--- THE REQUEST ---
Copy the data from the line with "Could you find the stack" up to and including the line with "[573,64,640,303]", swapping "beige wall" for "painted wall" and changing nothing else. Give back only those lines.

--- DATA FOR THIS TASK ---
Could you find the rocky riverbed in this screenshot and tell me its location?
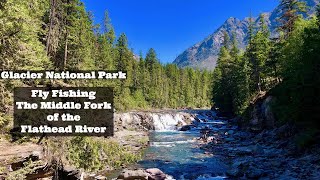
[0,110,320,180]
[117,111,320,179]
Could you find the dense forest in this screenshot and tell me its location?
[213,0,320,137]
[0,0,212,126]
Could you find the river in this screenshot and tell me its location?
[138,111,227,179]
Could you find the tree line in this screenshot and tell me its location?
[212,0,320,127]
[0,0,212,125]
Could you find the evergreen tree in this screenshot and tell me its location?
[278,0,306,38]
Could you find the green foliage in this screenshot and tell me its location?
[213,31,249,115]
[274,18,320,127]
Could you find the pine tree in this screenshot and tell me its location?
[278,0,306,39]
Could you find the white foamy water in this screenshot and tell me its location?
[150,140,195,147]
[151,114,186,131]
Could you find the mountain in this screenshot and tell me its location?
[173,0,319,70]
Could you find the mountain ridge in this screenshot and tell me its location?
[173,0,319,70]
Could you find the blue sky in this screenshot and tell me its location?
[82,0,279,63]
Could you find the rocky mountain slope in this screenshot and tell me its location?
[173,0,319,70]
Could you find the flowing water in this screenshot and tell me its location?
[139,112,226,179]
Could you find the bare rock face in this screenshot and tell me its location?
[173,0,319,70]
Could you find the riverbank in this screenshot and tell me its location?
[201,118,320,179]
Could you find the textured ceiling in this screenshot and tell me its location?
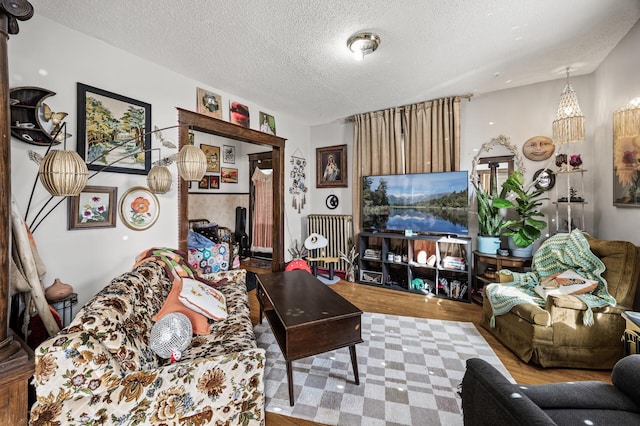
[31,0,640,124]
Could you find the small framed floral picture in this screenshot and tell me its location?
[119,186,160,231]
[222,145,236,164]
[67,186,118,230]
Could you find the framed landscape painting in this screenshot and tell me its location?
[77,83,151,175]
[196,87,222,119]
[222,167,238,183]
[67,186,118,230]
[200,144,220,173]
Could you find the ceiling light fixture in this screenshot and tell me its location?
[553,68,584,144]
[347,33,380,61]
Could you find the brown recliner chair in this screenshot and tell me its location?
[482,237,640,369]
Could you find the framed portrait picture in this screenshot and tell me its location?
[77,83,151,175]
[67,186,118,230]
[198,175,209,189]
[200,144,220,173]
[222,145,236,164]
[221,167,238,183]
[260,111,276,135]
[196,87,222,119]
[316,145,348,188]
[119,186,160,231]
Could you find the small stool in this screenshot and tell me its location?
[307,257,340,280]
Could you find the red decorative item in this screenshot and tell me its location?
[569,154,582,169]
[284,259,311,273]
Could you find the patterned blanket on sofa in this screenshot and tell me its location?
[484,229,616,327]
[29,261,265,426]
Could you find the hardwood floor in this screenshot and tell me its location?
[246,267,611,426]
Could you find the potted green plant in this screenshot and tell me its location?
[493,170,547,257]
[473,183,506,254]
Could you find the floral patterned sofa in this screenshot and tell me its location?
[30,261,265,425]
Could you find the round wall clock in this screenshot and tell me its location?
[533,169,556,191]
[324,194,340,210]
[522,136,556,161]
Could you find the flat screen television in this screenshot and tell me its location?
[362,171,469,235]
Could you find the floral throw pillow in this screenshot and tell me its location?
[179,278,227,321]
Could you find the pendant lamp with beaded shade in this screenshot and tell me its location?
[176,145,207,181]
[553,68,584,144]
[147,165,173,194]
[38,149,89,197]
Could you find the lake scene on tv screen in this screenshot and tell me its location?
[362,171,469,235]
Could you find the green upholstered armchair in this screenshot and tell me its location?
[482,237,640,369]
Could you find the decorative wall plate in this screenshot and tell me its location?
[324,194,340,210]
[119,186,160,231]
[522,136,556,161]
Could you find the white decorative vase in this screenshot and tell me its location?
[508,237,533,257]
[478,235,500,254]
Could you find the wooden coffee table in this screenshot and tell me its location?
[257,270,363,406]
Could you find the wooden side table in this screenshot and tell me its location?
[471,250,532,305]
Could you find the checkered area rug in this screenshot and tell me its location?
[255,313,511,426]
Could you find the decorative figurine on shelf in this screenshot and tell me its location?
[44,278,73,302]
[569,154,582,170]
[556,154,567,171]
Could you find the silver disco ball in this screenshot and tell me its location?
[149,312,193,362]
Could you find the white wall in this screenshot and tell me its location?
[8,15,311,306]
[593,22,640,245]
[311,76,594,246]
[460,76,595,241]
[311,22,640,245]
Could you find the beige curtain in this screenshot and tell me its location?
[353,97,460,235]
[251,167,273,253]
[353,108,404,235]
[402,97,460,173]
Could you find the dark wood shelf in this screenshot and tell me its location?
[358,232,472,302]
[9,86,60,146]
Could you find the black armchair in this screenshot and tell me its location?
[461,355,640,426]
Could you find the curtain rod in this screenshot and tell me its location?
[344,93,473,123]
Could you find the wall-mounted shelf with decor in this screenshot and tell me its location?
[358,232,472,302]
[9,87,60,146]
[553,168,587,233]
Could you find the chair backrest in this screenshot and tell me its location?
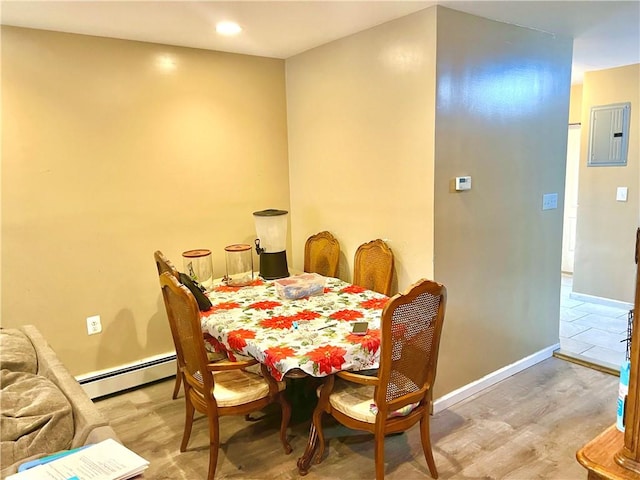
[153,250,180,279]
[304,232,340,277]
[160,272,213,394]
[374,279,447,418]
[353,239,393,295]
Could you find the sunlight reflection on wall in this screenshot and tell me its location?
[437,64,554,117]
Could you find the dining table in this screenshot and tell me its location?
[201,277,389,475]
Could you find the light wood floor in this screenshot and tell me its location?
[96,358,618,480]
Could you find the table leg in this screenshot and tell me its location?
[298,422,318,475]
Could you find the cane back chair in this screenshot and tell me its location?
[160,273,291,480]
[313,280,447,480]
[153,250,182,400]
[304,232,340,277]
[353,239,393,296]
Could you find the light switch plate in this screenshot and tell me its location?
[456,176,471,191]
[616,187,629,202]
[542,193,558,210]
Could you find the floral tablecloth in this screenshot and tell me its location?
[202,278,388,380]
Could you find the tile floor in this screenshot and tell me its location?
[560,274,629,370]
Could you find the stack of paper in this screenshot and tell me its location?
[6,438,149,480]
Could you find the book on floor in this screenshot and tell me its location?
[6,438,149,480]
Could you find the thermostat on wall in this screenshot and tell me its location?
[456,177,471,191]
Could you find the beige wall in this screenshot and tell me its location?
[435,8,572,391]
[286,7,571,396]
[286,9,435,293]
[1,27,289,374]
[573,64,640,303]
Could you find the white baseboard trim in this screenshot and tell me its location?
[76,353,176,400]
[569,292,633,310]
[76,343,560,406]
[433,343,560,413]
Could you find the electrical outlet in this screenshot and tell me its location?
[87,315,102,335]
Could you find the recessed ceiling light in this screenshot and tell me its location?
[216,22,242,35]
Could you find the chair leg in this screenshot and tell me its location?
[171,367,182,400]
[374,433,384,480]
[420,413,438,478]
[278,392,293,455]
[312,375,336,464]
[312,407,324,464]
[180,392,195,452]
[207,412,220,480]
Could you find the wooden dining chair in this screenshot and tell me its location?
[160,273,291,480]
[353,239,393,296]
[153,250,180,280]
[313,280,447,480]
[153,250,226,400]
[304,231,340,277]
[153,250,182,400]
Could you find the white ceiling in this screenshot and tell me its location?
[0,0,640,83]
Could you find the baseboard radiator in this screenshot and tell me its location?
[76,353,176,400]
[76,344,560,404]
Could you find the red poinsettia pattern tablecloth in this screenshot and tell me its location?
[202,278,388,380]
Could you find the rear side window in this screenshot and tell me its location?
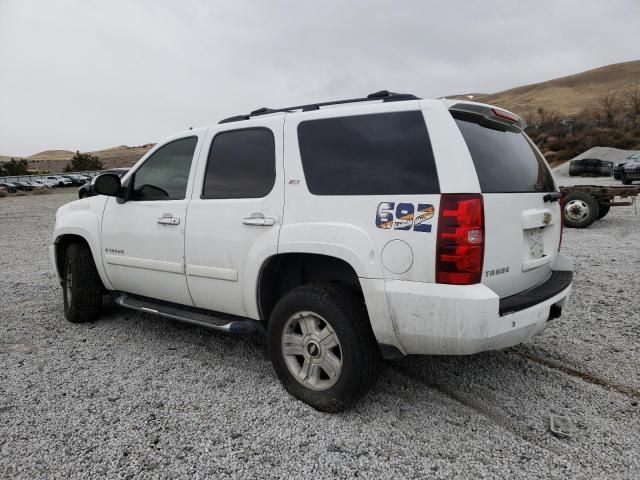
[298,111,440,195]
[202,128,276,198]
[456,117,555,193]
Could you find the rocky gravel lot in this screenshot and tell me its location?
[0,191,640,479]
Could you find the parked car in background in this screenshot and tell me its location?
[618,159,640,185]
[16,182,34,192]
[569,158,613,177]
[0,182,18,193]
[78,168,129,198]
[32,180,56,188]
[25,180,46,190]
[45,175,73,187]
[62,174,87,185]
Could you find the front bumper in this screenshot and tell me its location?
[364,255,572,355]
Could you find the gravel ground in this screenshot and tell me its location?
[0,189,640,479]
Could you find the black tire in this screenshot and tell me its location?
[62,243,104,323]
[562,192,600,228]
[598,203,611,220]
[267,283,381,412]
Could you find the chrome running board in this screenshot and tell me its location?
[113,292,264,334]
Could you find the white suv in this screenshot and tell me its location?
[51,91,572,411]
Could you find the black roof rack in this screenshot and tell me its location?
[218,90,420,123]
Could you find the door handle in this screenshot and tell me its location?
[242,216,276,227]
[158,213,180,225]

--- RESPONSE TO THIS EXERCISE ---
Could you find the stack of paper in this screenshot and tell me its location?
[6,438,149,480]
Could you find the book on floor in this screenshot and tell me its location?
[6,438,149,480]
Could you find the thermostat on wall in this screenshot and tell me its location?
[456,177,471,191]
Could you find the painted wall in this screenshot and tell me its location?
[435,8,572,391]
[286,7,571,396]
[286,9,435,293]
[1,27,289,374]
[573,64,640,303]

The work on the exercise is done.